**Challenge**
Rewrite every line of the data, from the start down to the line containing "point(573, 337)", both ends included. Offset each coordinate in the answers by -52 and leave all other numbers unchanged.

**Data**
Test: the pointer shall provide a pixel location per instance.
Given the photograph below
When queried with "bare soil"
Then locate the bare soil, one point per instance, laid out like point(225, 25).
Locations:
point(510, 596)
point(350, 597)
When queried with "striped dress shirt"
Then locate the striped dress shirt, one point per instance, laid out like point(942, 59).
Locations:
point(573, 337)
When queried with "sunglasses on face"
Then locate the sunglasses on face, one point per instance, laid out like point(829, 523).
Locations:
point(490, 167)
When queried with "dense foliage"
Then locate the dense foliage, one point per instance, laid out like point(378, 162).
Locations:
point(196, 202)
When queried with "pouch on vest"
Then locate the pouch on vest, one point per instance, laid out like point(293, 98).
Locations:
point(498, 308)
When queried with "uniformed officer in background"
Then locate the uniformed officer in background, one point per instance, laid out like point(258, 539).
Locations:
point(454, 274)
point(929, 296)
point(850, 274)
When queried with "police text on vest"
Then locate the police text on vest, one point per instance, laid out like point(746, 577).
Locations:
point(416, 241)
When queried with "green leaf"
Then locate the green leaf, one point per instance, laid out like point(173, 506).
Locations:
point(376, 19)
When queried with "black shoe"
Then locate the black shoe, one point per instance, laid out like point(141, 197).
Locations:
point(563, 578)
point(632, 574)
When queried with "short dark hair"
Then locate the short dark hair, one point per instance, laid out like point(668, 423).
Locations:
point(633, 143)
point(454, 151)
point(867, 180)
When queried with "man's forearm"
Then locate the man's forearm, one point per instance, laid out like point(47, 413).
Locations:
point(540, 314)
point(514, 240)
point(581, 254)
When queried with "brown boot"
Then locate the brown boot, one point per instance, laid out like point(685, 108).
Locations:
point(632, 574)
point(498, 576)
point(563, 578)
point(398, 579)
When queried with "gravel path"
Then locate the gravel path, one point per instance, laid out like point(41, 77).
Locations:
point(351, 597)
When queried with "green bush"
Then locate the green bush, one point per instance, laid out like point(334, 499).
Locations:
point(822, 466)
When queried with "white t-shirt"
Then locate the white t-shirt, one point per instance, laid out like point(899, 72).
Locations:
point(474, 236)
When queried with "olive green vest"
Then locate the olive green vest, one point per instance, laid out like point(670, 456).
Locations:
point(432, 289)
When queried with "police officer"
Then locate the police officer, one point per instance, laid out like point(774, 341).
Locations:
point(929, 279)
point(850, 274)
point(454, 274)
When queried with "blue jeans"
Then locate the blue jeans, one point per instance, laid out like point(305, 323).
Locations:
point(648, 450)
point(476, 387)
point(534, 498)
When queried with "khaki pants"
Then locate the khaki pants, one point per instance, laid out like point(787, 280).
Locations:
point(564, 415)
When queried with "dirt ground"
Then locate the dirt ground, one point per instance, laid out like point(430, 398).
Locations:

**Solution to this task**
Test: the pointer shall provide a pixel location per instance.
Given the photograph below
When queried with "bare soil"
Then locate the bare soil, one point per instance, laid out like point(225, 25).
Locations:
point(458, 544)
point(298, 545)
When queried with "striped dress shirt"
Then locate the striped dress shirt, one point per instance, laid out like point(942, 59).
Locations:
point(521, 285)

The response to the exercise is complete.